───── Text excerpt ─────

When I am preparing a vow renewal or wedding, I often ask the question whether the couple would like absent friends mentioned. Almost invariably, they do.

Of course, by “absent friends”, we mean friends or relatives who have been prevented from attending because of illness, infirmity or death. These are likely to be people who would certainly have wanted to be part of the proceedings and who would have been more than welcome to have attended.

There are exceptions, but the couple usually wants to mark the fact, but not make too much of it. Understandably, they don’t want to bring down the atmosphere of a happy ceremony.

I often proffer a few words, naming the individuals and stating how much they are missed. Sometimes a candle is lit or a brief silence is observed. We usually do this early on, so that the sad tone does not impinge on what follows.

Occasionally, people do want a more significant commemoration, so here are a few suggestions that might suit.

Symbols commemorating a Loved One

  • You might include one of their favourite type of flowers in your buttonhole/bouquet.
  • You might choose to wear something connected to (or worn by) your loved one. Perhaps it might be earrings or cufflinks, or even something sewn into the inside of your dress/suit.
  • You could place some flowers at the place where your loved one would have been sitting, possibly with a note or poem.

───── Listed entries ─────

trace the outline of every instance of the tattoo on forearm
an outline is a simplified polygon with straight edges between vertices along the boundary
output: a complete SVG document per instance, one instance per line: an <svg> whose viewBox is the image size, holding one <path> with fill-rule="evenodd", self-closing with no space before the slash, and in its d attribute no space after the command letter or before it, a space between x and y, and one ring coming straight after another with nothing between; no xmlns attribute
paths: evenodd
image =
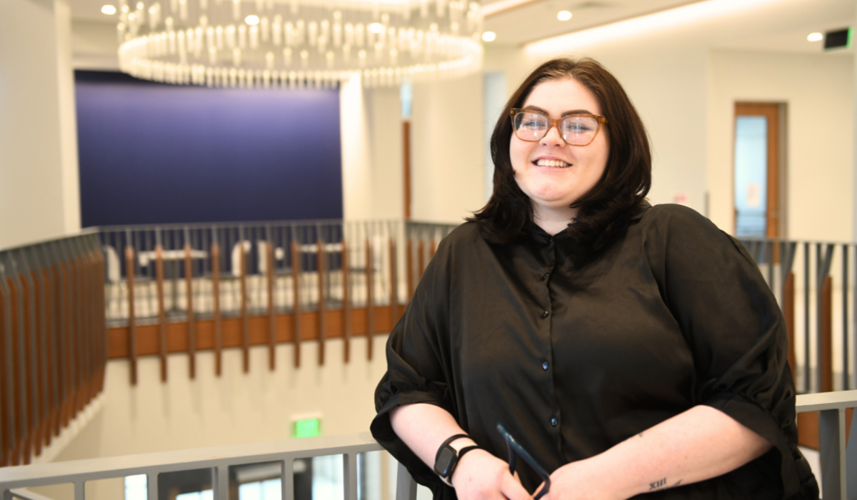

─────

# Written instruction
Continue the text on remembering absent friends, starting after its last sentence. These items are not part of the text on remembering absent friends.

# Final answer
  • You could also place a photo of your loved one somewhere (it might be – but doesn’t have to be – prominent). You might even place candles there (bearing health and safety in mind, of course!).

 

Alternatives

Instead of a present, you could ask guests to donate some money to a charity loved by, or associated with, your loved one.

Some of the above are a bit ‘over-the-top’ for many people, but, instead, you could drink a toast to your absent friends at the reception.

 

My advice (but I accept that it is a personal decision for the couple concerned) is to keep the commemoration reasonably low-key. Guests don’t really want to hear a long list read out, especially if they’re excited about the ceremony to come. Moreover, the mood of the proceedings should be happy. We are marking a celebratory event, rather than what might appear to be a memorial service.

 

However, as we have seen, there are tasteful and meaningful ways of acknowledging your absent friends, and these certainly have a part to play in the big day.